Stored items:
* * * * * * *
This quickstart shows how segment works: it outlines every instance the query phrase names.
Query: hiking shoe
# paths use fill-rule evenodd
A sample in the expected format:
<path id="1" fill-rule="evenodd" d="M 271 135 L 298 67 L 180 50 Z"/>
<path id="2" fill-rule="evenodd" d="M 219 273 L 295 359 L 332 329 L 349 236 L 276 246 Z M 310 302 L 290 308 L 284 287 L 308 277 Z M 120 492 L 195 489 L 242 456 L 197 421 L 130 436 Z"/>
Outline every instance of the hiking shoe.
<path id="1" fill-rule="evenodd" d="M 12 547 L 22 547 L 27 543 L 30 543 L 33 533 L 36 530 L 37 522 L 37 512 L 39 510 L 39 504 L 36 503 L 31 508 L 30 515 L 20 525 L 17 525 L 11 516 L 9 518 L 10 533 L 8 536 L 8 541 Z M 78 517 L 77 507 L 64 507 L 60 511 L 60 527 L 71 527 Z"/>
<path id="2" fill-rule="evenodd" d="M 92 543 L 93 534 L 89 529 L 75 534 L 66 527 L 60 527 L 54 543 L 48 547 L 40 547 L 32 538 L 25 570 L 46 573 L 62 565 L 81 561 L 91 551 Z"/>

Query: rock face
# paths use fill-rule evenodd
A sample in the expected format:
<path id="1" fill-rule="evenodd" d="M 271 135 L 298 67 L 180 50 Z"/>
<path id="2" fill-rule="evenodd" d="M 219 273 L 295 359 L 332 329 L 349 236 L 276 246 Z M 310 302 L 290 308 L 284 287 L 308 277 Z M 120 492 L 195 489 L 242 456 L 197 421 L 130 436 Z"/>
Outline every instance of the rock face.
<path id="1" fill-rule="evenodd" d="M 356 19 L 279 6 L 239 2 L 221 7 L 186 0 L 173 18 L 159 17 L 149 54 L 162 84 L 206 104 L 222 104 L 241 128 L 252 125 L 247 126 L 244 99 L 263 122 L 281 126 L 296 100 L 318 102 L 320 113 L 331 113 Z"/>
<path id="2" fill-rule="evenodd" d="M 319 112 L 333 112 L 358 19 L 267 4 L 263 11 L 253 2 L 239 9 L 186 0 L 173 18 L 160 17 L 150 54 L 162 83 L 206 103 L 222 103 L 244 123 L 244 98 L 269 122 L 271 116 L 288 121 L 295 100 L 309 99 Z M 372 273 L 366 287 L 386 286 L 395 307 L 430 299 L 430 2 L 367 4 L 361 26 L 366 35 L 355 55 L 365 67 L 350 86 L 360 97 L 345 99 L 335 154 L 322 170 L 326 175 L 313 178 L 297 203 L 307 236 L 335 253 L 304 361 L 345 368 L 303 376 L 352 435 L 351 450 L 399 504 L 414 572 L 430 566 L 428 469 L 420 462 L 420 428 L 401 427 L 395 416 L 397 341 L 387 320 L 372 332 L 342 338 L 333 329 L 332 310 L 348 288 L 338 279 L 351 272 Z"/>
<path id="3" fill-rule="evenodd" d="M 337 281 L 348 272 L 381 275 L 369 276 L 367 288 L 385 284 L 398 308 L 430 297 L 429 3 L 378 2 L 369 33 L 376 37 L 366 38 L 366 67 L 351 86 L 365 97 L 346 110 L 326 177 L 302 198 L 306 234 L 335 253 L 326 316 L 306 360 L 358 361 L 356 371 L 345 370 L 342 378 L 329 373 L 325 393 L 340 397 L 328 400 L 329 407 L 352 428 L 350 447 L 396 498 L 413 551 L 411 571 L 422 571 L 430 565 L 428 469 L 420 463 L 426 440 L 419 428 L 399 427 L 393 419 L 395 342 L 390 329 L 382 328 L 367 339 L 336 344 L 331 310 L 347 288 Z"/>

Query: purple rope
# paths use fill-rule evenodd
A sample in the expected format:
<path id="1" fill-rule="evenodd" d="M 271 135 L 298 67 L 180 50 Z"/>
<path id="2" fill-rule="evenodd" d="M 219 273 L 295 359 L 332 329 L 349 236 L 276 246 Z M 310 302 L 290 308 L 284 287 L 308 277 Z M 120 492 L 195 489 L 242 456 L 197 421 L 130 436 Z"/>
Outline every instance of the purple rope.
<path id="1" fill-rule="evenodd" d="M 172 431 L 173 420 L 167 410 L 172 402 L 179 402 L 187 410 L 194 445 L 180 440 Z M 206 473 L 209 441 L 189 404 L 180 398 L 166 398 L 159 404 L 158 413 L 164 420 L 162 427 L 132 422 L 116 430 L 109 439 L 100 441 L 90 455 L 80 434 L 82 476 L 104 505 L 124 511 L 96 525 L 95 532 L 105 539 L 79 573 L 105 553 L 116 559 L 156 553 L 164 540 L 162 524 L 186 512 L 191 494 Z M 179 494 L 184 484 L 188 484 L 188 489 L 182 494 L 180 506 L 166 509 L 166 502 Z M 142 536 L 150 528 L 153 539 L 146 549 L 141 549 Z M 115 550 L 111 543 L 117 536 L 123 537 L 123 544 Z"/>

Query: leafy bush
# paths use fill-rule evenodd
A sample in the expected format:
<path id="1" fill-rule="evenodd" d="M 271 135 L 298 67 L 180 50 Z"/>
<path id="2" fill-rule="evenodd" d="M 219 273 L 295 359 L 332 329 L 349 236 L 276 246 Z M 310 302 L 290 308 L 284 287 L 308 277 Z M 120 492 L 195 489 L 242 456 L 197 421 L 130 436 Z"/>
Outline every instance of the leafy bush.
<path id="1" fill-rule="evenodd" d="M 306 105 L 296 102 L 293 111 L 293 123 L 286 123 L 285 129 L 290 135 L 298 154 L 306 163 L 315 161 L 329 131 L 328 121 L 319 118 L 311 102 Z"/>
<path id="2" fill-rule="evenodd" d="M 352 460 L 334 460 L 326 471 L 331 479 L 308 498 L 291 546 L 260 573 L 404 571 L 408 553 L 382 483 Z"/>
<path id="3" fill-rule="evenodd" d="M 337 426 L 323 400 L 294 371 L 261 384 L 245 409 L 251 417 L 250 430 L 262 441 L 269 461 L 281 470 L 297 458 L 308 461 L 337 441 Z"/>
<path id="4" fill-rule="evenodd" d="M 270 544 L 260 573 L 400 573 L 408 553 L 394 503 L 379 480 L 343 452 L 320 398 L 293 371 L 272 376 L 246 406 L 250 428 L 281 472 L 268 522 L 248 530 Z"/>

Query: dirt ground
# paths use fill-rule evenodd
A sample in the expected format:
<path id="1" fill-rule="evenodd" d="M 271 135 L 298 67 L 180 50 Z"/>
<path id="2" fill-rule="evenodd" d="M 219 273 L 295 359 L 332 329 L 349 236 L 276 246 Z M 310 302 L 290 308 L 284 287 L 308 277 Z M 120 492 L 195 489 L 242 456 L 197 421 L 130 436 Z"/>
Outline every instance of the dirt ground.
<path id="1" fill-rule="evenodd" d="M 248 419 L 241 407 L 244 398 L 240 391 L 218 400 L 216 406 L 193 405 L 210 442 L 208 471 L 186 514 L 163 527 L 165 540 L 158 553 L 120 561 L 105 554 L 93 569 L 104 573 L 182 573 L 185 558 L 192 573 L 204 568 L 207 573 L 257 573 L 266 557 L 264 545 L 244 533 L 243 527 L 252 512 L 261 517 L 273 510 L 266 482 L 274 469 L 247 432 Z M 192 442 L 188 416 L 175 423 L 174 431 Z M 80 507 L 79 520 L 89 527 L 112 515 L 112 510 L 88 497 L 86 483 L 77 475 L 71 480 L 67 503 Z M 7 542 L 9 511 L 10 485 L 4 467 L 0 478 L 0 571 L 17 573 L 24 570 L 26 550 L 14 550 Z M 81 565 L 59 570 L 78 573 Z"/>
* * * * * * *
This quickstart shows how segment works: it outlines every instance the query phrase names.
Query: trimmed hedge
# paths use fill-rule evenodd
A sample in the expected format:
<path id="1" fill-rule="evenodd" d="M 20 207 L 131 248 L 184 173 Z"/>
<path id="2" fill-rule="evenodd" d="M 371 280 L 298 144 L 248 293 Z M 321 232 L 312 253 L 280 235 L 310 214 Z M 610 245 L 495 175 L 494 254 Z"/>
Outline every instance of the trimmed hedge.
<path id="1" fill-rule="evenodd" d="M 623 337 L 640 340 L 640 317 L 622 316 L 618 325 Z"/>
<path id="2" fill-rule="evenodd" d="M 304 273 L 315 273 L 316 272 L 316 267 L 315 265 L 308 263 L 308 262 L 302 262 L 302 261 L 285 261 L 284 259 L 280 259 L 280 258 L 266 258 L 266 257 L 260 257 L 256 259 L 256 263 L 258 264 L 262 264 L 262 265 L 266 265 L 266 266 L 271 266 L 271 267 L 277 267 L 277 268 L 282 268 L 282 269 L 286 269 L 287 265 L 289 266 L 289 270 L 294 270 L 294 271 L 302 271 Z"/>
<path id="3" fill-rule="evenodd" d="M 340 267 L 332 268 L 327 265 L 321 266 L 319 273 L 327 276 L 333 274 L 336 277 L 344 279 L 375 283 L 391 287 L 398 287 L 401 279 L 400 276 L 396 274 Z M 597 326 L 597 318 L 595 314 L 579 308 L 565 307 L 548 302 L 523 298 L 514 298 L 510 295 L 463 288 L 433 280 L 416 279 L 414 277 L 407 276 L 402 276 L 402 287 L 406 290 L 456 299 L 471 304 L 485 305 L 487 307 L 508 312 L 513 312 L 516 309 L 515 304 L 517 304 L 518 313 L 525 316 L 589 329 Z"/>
* * * * * * *
PROMPT -
Above are the entries. Quote exactly the lines from the one bearing "20 207 L 131" through the one bearing "371 280 L 298".

EXERCISE ANSWER -
<path id="1" fill-rule="evenodd" d="M 20 207 L 131 248 L 184 173 Z"/>
<path id="2" fill-rule="evenodd" d="M 371 280 L 298 144 L 248 293 Z M 321 232 L 312 253 L 280 235 L 310 214 Z M 610 245 L 495 175 L 494 254 Z"/>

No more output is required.